━━ ПРИВЕДЁННЫЙ ТЕКСТ ━━

Теперь-то понимаю: новое уже тогда врывалось свежим ветром в жизнь узбеков. Однако мы, русские ребятишки, приходившие в Старый город из Нового — европейской части Ташкента, — видели одежды, но не видели сердца Старого города.
И все же один случай неожиданно обнажил передо мной, с какой силой уже в ту пору ворвалось новое в жизнь, Но поставлю заголовок, сама суть требует, чтобы выделил то, о чем собираюсь рассказать.
Лето 1924 года. Пушкинская улица в Новом городе была так же широка, как и сейчас. Однако многоэтажных зданий на ней не было, сама мостовая на участке между Сергиевской церковью и Дархан-арыком не была залита асфальтом, лишь сбоку, вдоль колеи трамвая, улицу замостили булыжником, а посреди лежала «священная» пыль.
Однажды, идя в школу, увидел издалека, как на Пушкинскую из поперечной улицы выплыло облако пыли, поклубилось, наполнило собой улицу до вершины тополей и, повернув, быстро поплыло вдоль Пушкинской. Впереди облака ехал всадник в обычном хивинском красном халате. Из облака стали доноситься скрип колес, пощелкивание плетей, звон верблюжьего бубенца, оживленные голоса, смех. Потом сквозь пыль проступили фигуры передних всадников, ехавших на лошадях, на верблюдах, и очертания большеколесных арб, на которых сидели люди.
— Мальчик! — окликнул меня по-узбекски всадник, ехавший впереди.
Я подошел. Хивинец, который вблизи оказался едва ли годом старше меня, спросил, как проехать в ирригационный техникум. Показывая дорогу, зашагал рядом с его конем.
Спустя полчаса, когда пыльное облако вслед за нами докатилось до техникума и возле него растаяло, когда вздымавшие это облако узбеки, среди которых по одеждам угадывалось несколько туркмен и казахов, когда они и их кони, верблюды, арбы заполнили дворик техникума, а не поместившиеся образовали за воротами табор, когда, наконец, прибежал, запыхавшись, директор, — обнаружилось первое обстоятельство, достойное удивления: на двести двадцать шесть приехавших учиться было всего одно направление. Это было направление на имя Арсланова — молодого хивинца, что ехал впереди.

━━━

◆ ЗАДАНИЯ ДЛЯ ВЫПОЛНЕНИЯ
[1] Перепишите дословно часть приведённого текста между словами «И все же один» и «чем собираюсь рассказать.» включительно.
[2] Почему, согласно приведённому тексту, рассказчик ставит заголовок перед историей о случае? Ответьте в одном–трёх предложениях.
Строки из данных здесь никакой роли не играют.

━━ ВЫДЕРЖКИ ИЗ ДАННЫХ ━━

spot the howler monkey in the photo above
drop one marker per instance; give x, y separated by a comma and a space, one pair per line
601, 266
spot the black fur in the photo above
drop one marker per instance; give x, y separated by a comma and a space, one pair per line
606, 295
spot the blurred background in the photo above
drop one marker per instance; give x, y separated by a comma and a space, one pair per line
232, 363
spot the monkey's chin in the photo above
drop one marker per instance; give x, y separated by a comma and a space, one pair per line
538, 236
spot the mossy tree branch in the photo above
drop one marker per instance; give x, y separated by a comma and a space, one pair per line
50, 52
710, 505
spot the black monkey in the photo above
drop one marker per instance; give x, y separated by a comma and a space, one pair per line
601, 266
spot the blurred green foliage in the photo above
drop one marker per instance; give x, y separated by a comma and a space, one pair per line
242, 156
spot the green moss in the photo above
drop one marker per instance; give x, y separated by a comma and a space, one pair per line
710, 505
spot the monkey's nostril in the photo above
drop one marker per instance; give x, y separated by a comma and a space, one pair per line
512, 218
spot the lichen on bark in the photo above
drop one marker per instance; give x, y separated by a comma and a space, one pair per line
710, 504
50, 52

━━━

◆ ОТВЕТЫ К УПРАЖНЕНИЮ
[1]
И все же один случай неожиданно обнажил передо мной, с какой силой уже в ту пору ворвалось новое в жизнь, Но поставлю заголовок, сама суть требует, чтобы выделил то, о чем собираюсь рассказать.

[2] Рассказчик ставит заголовок потому, что этого требует сама суть: он хочет выделить то, о чём собирается рассказать. Это случай, который неожиданно показал ему, с какой силой новое уже в ту пору ворвалось в жизнь.